Problem requirements
Whatever runs from the line with "Where can the blurred" to the end of the records below must be copied exactly, with nothing else included.

◆ ◆ ◆

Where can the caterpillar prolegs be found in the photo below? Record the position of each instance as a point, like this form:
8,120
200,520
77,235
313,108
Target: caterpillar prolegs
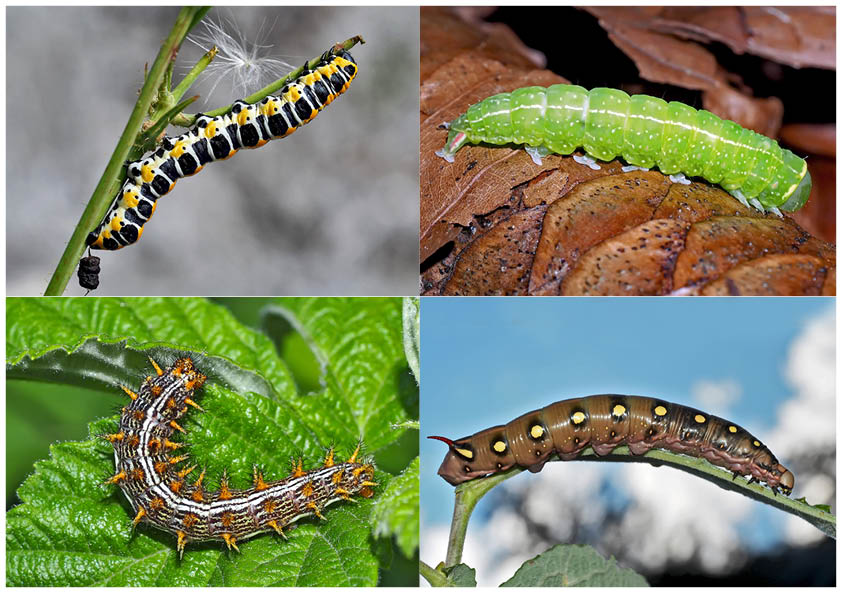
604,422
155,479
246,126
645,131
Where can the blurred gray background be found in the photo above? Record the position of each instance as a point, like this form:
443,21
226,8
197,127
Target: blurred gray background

◆ ◆ ◆

Solution
Where can the blurred gray background be found in the photo above? Record the position of each instance as a point, like this form:
443,21
226,8
197,127
Target: blurred gray background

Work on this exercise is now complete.